=== TASK DIRECTIONS ===
Your task is to copy the lines from the line containing "Target: firework smoke trail" through the end of the listing below, both included, without any pictures.

=== EXERCISE INPUTS ===
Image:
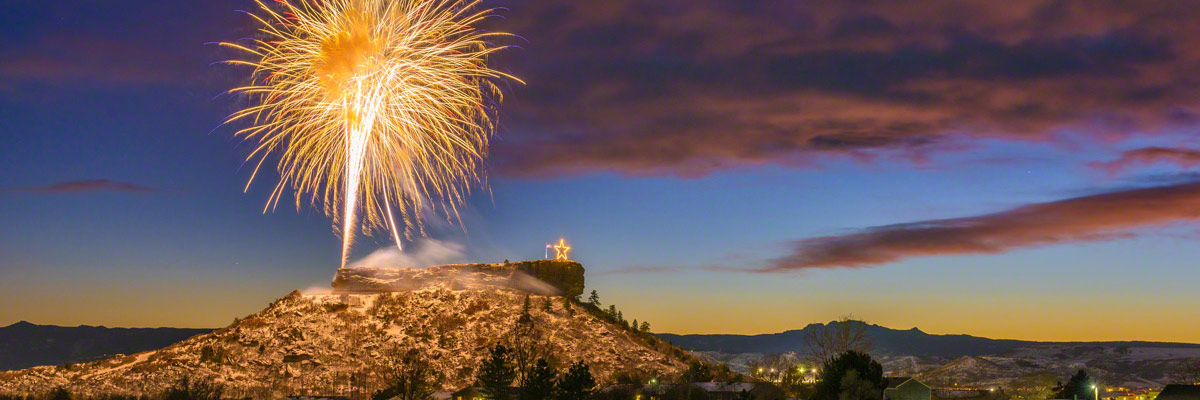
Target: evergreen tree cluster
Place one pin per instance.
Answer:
(543, 382)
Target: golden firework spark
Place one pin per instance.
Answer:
(371, 106)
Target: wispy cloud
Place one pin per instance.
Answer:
(1102, 216)
(687, 88)
(1183, 157)
(83, 186)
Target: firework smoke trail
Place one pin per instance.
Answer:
(369, 106)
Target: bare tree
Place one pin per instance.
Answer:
(826, 342)
(409, 377)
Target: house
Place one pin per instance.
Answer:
(1180, 392)
(468, 393)
(906, 388)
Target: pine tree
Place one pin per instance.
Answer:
(497, 374)
(567, 305)
(577, 383)
(852, 375)
(539, 383)
(525, 312)
(1079, 387)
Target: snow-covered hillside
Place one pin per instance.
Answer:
(335, 344)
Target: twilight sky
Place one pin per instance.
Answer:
(1019, 169)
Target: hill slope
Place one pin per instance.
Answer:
(335, 344)
(24, 345)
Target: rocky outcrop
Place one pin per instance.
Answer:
(324, 342)
(543, 276)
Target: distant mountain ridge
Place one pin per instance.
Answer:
(883, 341)
(966, 360)
(24, 344)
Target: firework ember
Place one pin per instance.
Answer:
(373, 108)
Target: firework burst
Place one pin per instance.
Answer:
(373, 108)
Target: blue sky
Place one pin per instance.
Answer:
(673, 190)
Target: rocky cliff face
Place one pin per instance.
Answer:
(543, 276)
(339, 344)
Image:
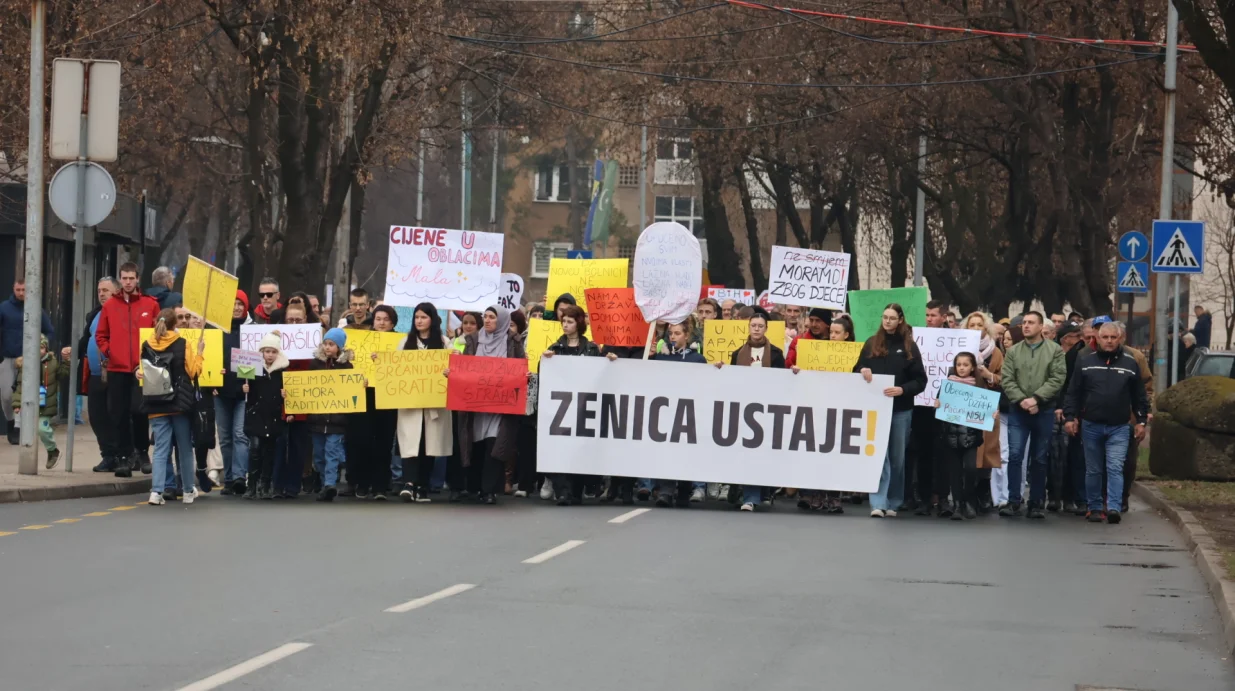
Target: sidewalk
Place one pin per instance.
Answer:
(58, 484)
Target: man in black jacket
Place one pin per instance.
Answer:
(1105, 389)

=== EXPECTED ANSWER ===
Target: firework smoke trail
Place one pin per instance.
Answer:
(369, 106)
Target: bare tree
Place one pin per instance.
Answer:
(826, 342)
(409, 377)
Target: house
Place one pin per instance.
Answer:
(1180, 392)
(468, 393)
(906, 388)
Target: pine tree
Place one pin per instance.
Answer:
(497, 374)
(567, 305)
(577, 383)
(852, 375)
(539, 383)
(525, 312)
(1079, 387)
Target: snow-covered hillside
Place one pin per instance.
Answer:
(335, 344)
Target: twilight sky
Place one pin per instance.
Answer:
(1019, 169)
Target: hill slope
Place one pin per instance.
Answer:
(335, 344)
(24, 345)
Target: rocky outcrop
Place one pin per instance.
Answer:
(324, 342)
(543, 276)
Target: distant mountain ridge
Place one pin per instance.
Answer:
(883, 341)
(966, 360)
(24, 344)
Target: firework ember
Place one pin per instance.
Answer:
(373, 108)
Target: firework burst
Place one pin per instance.
Answer:
(373, 108)
Target: blue sky
Place one pin per instance.
Answer:
(673, 190)
Target: rocky cliff face
Place one pin per instance.
Answer:
(543, 276)
(339, 344)
Image:
Target: sidewalk
Place one pin per instance.
Answer:
(58, 484)
Target: man in black jacket
Place one pin per instance.
Answer:
(1105, 389)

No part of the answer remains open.